§ **WHAT TO WORK ON**: Please reproduce the passage of the LSTM forum thread below, starting with "Hi Jason. I" and going on through "with your data.", word for word.

BEGIN TEXT BLOCK

Hi Jason. I got this error and I could not discover what is wrong
ValueError: time data ‘1901-Jan’ does not match format ‘%Y-%m’
Looks like there is an issue with your data.
Try downloading it from here:
https://raw.githubusercontent.com/jbrownlee/Datasets/master/shampoo.csv
I also looked at the dataset and the value of the first index is 1/1/2018
Thanks,
Hervaldo
I think I am missing something basic here, I am new at this. How would you use the model to predict what would occur past the test data, i.e. Month 13.
Great question, yes you are missing a piece. The above post is just an example of evaluating an LSTM. See this post:
https://machinelearningmastery.com/make-predictions-long-short-term-memory-models-keras/
Hi Jason,
Thanks for all the great articles. I have a situation with 18 input variables and 1 output variable (which can be -1, 0 or 1) and that I convert with numpy’s to_categorical function to generate 3 outputs of (1, 0, 0), (0, 1, 0), and (0, 0, 1). I trained the model and it reports high accuracy (it starts out low and gets higher and higher as the epochs go by). So far so good.

END TEXT BLOCK
BEGIN ENTRIES PROVIDED

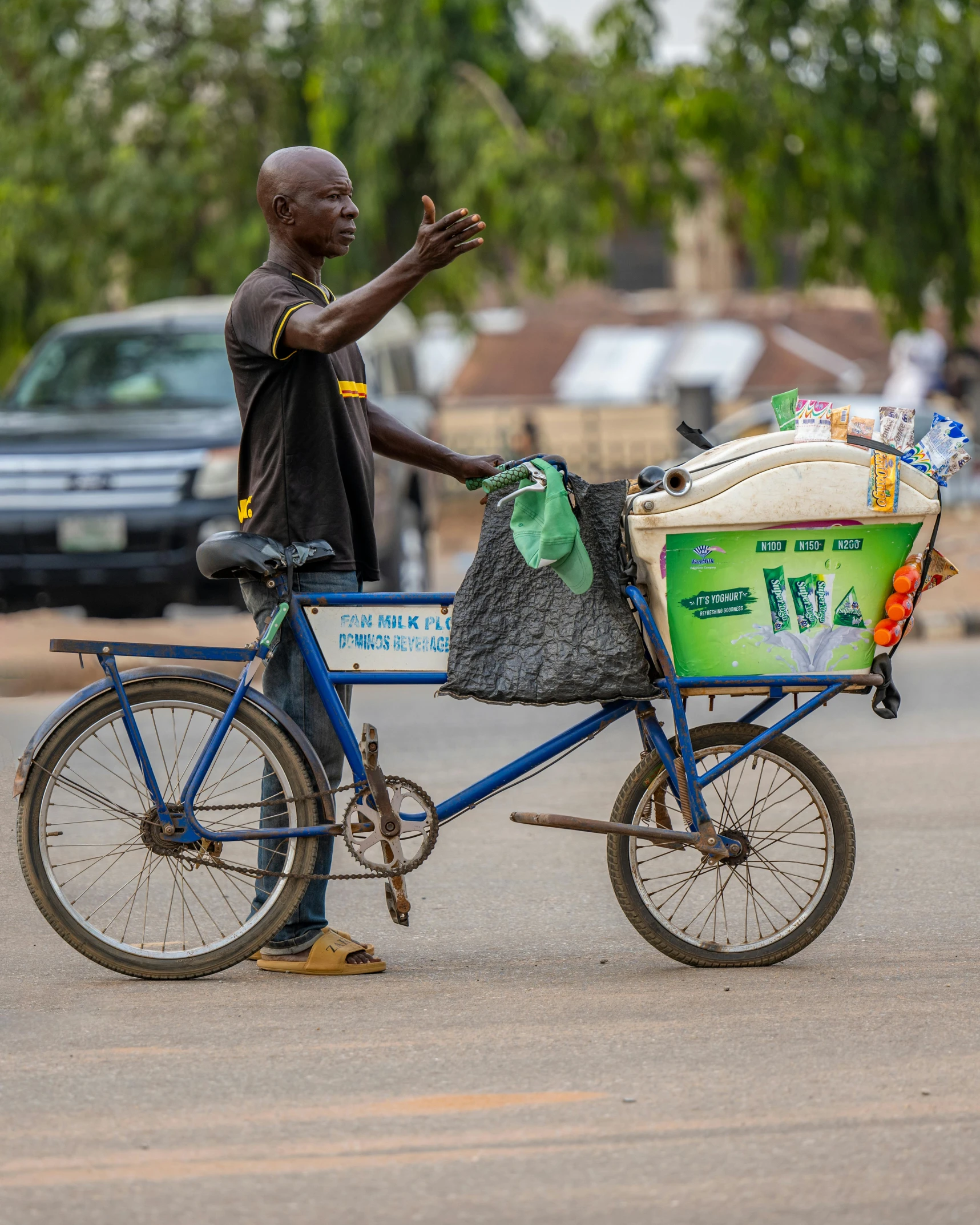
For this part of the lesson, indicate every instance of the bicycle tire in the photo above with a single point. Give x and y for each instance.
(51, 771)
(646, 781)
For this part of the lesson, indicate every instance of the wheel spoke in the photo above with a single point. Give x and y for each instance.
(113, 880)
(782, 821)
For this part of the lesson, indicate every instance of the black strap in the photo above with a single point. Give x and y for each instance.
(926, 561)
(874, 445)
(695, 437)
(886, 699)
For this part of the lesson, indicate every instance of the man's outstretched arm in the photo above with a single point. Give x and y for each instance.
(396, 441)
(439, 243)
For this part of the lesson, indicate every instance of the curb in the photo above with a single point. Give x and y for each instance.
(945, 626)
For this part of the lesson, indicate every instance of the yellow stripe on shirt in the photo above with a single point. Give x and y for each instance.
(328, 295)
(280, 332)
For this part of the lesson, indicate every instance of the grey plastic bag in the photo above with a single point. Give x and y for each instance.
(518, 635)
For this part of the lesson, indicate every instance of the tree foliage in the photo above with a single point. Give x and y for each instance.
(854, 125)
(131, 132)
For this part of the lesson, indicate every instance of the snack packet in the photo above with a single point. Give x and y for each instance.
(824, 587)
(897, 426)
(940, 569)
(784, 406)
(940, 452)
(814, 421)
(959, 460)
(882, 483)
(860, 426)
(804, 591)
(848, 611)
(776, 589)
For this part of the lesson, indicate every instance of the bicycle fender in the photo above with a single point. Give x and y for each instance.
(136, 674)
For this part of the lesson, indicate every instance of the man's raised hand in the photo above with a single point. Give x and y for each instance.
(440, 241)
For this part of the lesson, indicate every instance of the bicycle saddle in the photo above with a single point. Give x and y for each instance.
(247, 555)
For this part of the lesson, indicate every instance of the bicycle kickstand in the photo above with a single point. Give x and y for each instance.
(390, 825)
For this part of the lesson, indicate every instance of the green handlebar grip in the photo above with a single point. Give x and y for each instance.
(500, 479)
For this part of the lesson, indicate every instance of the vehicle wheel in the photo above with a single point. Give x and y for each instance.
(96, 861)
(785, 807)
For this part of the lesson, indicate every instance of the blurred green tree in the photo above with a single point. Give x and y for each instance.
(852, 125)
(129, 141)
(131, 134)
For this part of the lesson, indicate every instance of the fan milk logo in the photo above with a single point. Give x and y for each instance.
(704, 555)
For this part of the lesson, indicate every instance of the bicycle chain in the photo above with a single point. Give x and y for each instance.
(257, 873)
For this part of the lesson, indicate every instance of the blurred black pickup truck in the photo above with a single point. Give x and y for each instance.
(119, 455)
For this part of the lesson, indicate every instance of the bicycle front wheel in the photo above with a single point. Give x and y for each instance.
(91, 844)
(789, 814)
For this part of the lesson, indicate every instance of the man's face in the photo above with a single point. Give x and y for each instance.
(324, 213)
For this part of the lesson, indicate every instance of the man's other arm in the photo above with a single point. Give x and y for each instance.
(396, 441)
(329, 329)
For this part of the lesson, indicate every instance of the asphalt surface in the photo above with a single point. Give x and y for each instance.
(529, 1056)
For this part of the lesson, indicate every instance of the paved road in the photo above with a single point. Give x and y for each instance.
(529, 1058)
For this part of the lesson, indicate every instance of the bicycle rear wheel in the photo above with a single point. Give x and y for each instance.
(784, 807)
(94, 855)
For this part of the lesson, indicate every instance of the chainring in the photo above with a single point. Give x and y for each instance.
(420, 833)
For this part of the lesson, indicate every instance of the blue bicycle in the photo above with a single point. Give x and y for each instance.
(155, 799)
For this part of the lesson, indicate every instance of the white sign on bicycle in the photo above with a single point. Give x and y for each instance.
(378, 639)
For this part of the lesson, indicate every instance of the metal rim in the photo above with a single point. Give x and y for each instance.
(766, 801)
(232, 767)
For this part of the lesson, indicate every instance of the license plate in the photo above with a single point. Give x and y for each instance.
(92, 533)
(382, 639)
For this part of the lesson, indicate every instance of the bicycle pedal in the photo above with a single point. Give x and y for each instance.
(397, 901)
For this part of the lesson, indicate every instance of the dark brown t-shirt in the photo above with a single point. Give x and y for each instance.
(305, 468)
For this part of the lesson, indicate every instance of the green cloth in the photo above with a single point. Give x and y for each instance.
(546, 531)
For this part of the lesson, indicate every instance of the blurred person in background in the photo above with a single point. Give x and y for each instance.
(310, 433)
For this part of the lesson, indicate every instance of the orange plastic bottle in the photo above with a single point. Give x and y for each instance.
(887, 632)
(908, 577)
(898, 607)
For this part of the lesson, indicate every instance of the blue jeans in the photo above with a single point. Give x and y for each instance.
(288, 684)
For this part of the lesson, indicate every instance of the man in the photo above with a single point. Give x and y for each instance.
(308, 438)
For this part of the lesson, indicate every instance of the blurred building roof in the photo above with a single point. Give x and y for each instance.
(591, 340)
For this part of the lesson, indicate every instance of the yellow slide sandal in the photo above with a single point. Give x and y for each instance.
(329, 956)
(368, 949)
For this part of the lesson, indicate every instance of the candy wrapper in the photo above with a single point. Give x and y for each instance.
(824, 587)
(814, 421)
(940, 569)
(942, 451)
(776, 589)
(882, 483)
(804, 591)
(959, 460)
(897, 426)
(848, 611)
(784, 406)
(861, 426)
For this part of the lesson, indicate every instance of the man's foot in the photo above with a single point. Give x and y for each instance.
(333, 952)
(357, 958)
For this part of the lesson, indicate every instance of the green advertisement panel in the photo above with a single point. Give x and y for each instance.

END ENTRIES PROVIDED

§ **WRITTEN ANSWER**:
Hi Jason. I got this error and I could not discover what is wrong
ValueError: time data ‘1901-Jan’ does not match format ‘%Y-%m’
Looks like there is an issue with your data.